Written instruction | Can you write out the data below again, swapping "retail shelf review" for "residential exterior survey" wherever it appears and leaving everything else unchanged?

Records for this task |
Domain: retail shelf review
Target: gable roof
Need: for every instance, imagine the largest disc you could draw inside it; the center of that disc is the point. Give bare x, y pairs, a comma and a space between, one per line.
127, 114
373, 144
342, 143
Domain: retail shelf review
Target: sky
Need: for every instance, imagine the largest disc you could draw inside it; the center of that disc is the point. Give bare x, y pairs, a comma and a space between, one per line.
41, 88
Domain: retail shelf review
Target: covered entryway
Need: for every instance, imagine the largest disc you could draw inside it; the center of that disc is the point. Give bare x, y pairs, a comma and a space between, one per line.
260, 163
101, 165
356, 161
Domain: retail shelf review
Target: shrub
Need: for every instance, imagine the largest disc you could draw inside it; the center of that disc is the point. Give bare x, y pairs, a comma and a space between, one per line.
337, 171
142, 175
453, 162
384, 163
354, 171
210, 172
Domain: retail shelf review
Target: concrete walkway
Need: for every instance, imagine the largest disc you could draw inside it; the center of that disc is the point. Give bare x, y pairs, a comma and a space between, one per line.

Answer to this task |
Domain: residential exterior survey
Target: gable roof
Need: for every instance, imagine the largest disc you could draw inside it; the center of that disc is the point. Give bare x, y pairs, a comma and a space between, one per line.
127, 114
373, 144
342, 143
Domain: residential exterior survey
Target: sky
Need: for every instance, imagine the largest disc you could draw inside it; the center of that disc is the point. Give bare x, y pairs, a comma and a space between, one per line.
41, 88
Domain: residential exterior survey
Target: covered entryway
Need: for every instance, imagine the largest disc you could draw inside it; the center of that disc is the point. Give bare x, y pairs, a comma and a space between, one per line.
260, 163
101, 165
356, 161
Domain: residential exterior survey
Target: shrub
Need: for every instance, imagine the largest disc you could draw inside it; the center of that disc is the point. Give bare x, y pairs, a comma and a space between, one per line.
337, 171
142, 175
453, 162
384, 163
354, 171
210, 172
Domain: residential exterior survey
Target: concrete walkway
Need: for every instance, imagine the largest disc you could draw inside it; the center of that disc is the point. Give bare x, y pairs, a comma and a space between, one per line.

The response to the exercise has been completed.